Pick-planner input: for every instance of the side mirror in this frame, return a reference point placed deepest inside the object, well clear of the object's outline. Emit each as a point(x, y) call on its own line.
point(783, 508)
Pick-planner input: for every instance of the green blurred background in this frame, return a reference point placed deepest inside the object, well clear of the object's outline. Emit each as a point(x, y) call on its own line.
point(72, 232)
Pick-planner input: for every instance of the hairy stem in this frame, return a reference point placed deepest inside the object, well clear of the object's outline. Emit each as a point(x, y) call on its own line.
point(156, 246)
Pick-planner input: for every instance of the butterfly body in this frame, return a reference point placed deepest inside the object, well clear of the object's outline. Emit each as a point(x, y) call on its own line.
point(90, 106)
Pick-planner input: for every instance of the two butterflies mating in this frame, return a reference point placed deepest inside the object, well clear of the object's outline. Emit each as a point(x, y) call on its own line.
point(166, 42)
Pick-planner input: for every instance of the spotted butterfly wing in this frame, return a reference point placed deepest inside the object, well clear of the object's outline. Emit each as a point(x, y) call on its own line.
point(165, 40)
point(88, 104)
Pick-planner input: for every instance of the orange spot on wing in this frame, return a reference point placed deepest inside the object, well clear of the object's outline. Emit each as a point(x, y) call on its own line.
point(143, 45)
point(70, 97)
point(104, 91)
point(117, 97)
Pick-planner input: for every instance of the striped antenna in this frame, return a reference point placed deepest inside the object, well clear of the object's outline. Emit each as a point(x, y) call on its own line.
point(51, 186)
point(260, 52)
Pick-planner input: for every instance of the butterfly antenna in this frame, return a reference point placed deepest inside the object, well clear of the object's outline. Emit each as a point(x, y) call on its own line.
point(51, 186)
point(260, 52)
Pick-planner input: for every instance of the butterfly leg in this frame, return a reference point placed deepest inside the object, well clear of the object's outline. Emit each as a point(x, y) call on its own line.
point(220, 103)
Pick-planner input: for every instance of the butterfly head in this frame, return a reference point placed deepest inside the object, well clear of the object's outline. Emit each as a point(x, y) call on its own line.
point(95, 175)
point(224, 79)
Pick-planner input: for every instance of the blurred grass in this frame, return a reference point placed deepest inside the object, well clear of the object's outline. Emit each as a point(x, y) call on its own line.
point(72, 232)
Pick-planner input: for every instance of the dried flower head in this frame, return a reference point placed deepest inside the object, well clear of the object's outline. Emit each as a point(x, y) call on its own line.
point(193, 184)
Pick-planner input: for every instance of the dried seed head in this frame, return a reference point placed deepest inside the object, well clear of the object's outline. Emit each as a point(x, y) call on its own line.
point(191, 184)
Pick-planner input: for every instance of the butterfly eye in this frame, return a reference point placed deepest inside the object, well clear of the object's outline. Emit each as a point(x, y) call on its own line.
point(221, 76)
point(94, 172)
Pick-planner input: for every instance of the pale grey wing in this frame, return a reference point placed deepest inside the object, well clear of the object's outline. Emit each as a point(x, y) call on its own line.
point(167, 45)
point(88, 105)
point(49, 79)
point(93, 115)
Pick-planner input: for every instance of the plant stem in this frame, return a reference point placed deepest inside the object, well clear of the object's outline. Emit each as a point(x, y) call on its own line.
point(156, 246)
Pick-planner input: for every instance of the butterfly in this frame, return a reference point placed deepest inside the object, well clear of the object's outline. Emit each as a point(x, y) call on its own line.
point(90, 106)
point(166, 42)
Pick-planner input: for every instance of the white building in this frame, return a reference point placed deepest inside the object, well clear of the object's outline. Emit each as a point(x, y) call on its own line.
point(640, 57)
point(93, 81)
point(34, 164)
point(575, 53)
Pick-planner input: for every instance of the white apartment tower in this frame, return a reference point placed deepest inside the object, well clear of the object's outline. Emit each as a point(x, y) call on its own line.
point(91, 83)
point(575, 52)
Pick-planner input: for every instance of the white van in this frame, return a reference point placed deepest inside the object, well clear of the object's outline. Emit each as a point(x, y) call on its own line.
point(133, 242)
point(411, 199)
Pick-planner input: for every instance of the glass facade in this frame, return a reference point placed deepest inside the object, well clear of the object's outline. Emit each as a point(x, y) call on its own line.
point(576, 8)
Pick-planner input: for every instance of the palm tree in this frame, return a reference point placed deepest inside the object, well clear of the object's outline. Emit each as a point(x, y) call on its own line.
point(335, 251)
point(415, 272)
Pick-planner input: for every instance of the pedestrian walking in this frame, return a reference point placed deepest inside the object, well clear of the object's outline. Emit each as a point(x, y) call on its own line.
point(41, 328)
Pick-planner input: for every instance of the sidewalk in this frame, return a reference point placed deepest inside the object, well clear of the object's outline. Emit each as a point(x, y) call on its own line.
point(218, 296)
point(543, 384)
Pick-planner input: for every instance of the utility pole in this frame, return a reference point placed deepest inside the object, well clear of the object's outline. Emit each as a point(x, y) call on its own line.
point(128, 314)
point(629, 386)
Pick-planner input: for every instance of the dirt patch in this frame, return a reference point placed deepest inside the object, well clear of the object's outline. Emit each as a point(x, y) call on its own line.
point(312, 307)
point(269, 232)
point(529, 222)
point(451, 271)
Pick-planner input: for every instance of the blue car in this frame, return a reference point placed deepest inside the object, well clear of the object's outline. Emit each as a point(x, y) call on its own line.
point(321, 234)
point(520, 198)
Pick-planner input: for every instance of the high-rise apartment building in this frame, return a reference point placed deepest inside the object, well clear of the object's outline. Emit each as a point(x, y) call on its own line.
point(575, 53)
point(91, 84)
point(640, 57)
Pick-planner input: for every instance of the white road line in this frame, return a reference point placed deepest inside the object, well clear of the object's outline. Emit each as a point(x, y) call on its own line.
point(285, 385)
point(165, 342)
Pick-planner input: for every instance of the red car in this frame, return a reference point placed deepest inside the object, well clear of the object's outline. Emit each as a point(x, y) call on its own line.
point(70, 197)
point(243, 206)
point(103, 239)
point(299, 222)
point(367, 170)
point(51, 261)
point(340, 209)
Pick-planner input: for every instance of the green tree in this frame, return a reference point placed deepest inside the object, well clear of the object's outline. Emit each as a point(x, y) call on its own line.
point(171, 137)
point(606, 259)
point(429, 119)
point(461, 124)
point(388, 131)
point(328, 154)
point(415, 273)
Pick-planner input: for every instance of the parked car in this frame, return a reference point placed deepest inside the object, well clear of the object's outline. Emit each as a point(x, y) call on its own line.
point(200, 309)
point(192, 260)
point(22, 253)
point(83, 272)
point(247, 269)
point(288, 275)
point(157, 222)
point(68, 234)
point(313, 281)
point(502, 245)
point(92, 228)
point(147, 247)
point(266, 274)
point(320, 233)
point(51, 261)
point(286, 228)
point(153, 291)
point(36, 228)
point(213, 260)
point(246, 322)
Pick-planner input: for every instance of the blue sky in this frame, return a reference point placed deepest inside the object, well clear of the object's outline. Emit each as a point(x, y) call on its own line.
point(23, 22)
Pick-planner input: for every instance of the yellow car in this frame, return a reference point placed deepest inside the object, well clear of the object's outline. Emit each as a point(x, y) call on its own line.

YOUR GOAL:
Shift every answer coordinate by -25 in the stretch of records above that begins at the line containing "Pick-planner input: for every instance of the palm" and ends after the line containing "point(41, 328)". Write all of those lines out again, requests included.

RESULT OF THIS EXERCISE:
Pick-planner input: for every instance of the palm tree in this frame, return a reference point placed deepest inside the object, well clear of the object's outline. Emit each as a point(x, y) call on its own line.
point(310, 226)
point(390, 247)
Pick-planner input: for every instance of the pedestrian walking in this frame, return a reference point placed deepest inside the object, well clear of the object's outline. Emit each as a point(x, y) call on its own line.
point(16, 303)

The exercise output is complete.